**WHAT YOU WILL DO**
1 > Translate into French this sentence from the passage about Amber and her father: "Her family is close-knit and her parents have been together for more than 20 years."
2 > Pick up the passage about Amber and her father after its final sentence and extend it.

**SUPPLIED PASSAGE**
But despite all this, parts of Amber's life have been remarkably conventional. Her family is close-knit and her parents have been together for more than 20 years. She attended a small private school for expatriates in Majorca, is about to start a degree in history at the London School of Economics and aims to become a barrister. By going into the law she will in a way be following her father - except that he specialised in breaking it. "I've always wanted to be a barrister," she says. "I don't know what Dad wanted me to be but my mother wanted me to go into the law in the way most parents like the idea of law or medicine for their children."

She wants to tackle criminal law - defending - and has no fear that her background or strong pro-cannabis beliefs will hold her back. "So far, my background has helped," she says. "You see, Dad knows all these barristers."

Her father's former career also helped Amber find work during her gap year with Duncan Campbell, The Guardian's crime journalist, who had covered his case. Howard Marks has never been reticent about using the old-boy network or dropping the odd name when necessary. His Oxford days provided him with the contacts to launch and sustain his drugs-dealing business - and a way to persuade juries of his innocence. Mention of his Balliol friend Hamilton McMillan supported his case that the deals had been carried out with the knowledge of M16.

His old college also helped out with his children's school fees while he was locked up, supplied him with proof-reading work and petitioned the US government to grant repatriation to Britain. "Oxford was ridiculously important to him," says Amber. "It's a bit of a sore point between us now because they rejected me. It was the only pressure he has ever put on me, going to Oxford, to Balliol."

Other parental pressures, even now that she is about to start an independent life in London, are minimal. "My father hasn't told me what to do," she says. He certainly never warned her against drugs although her mother did lay down certain rules. "My mother wouldn't let me smoke marijuana at school," says Amber. "She's really strict and she doesn't like Ecstasy or acid."

**DATA SHOWN**
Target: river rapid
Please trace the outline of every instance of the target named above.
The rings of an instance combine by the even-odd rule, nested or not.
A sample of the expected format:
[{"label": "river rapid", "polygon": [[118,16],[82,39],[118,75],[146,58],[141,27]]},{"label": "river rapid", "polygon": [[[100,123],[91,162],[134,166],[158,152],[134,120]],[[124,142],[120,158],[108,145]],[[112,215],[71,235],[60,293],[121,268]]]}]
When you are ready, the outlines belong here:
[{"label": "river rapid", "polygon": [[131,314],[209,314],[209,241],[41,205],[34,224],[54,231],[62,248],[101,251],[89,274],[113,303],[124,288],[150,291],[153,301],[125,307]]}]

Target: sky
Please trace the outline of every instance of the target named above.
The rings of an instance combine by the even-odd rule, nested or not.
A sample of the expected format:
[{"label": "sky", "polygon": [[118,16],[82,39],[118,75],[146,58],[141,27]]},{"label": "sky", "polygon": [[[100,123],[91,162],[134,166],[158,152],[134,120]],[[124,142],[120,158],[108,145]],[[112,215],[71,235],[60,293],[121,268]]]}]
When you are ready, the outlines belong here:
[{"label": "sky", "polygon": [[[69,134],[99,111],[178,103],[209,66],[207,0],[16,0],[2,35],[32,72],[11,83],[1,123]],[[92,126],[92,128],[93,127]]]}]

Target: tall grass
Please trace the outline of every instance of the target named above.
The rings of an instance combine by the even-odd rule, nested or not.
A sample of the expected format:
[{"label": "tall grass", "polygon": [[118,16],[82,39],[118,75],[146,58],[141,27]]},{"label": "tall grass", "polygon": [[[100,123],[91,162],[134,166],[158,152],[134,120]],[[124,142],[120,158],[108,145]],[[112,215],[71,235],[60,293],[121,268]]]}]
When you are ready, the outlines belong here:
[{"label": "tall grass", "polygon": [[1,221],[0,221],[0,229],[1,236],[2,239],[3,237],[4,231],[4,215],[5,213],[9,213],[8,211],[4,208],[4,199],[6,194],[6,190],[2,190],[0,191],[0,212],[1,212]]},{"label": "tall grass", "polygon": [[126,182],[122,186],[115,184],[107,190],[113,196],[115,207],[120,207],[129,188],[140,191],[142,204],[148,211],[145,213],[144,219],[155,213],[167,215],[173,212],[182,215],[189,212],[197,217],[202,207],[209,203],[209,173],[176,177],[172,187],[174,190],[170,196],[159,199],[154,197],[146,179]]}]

**TASK-BY-TASK ANSWERS**
1 > Sa famille est très unie et ses parents sont ensemble depuis plus de 20 ans.

2 >
Unlike her father, she has no strong desire to fight against her background. "If you have to look after your younger brother and sister when you're ten years old and look after your mother while your father's in prison there's not much point in it. I remember at 14 thinking: 'It's really annoying. If my Dad wasn't in prison and we had a bit more money I could be really rebellious.'" "It seems a bit sad to start now. I think the whole rebelling idea is a bit stupid. It's much better to rebel against things that are worth acting on rather than just against your parents. What could I do? I could become a hopeless junkie I suppose but that idea has never really appealed to me.

"My Dad came from a small Welsh mining village and I think if I came from somewhere like that I would rebel too. But I don't."

Amber grins when I mention the "Saffy syndrome", so-called after the daughter in the television comedy Absolutely Fabulous who despairs of her pot-smoking, loose-living mother and reacts by being eminently sensible. But Amber does not disapprove of her parents - in fact she passionately agrees with their views on soft drugs - and she says she feels no anger for the disruptions of her early years. "All I think they could have done is be a bit more responsible about money," she says. "They could have set up a trust or something to make sure we would be provided for. But for myself, everything's turned out fine. There's a sense of a waste of the time I could have spent with my father but that's all."

She is making up for this lost time by helping Howard with his writing, travelling with him around the country to help publicise his autobiography, and clubbing with him and his bevy of old university friends, criminal cronies and idolising pro-cannabis fans.

But does she not feel it is now her turn - that having a father famed for sex, drugs and bucking the system is somehow cramping her style? Not at all. "It's only in the 1960s that people didn't look up to the older generation and rejected what they had done," she says. "Every other generation has respected old people. I think we need them."

One wonders what Howard, whose vanity prevents him wearing glasses at book readings, would think of being described as "old".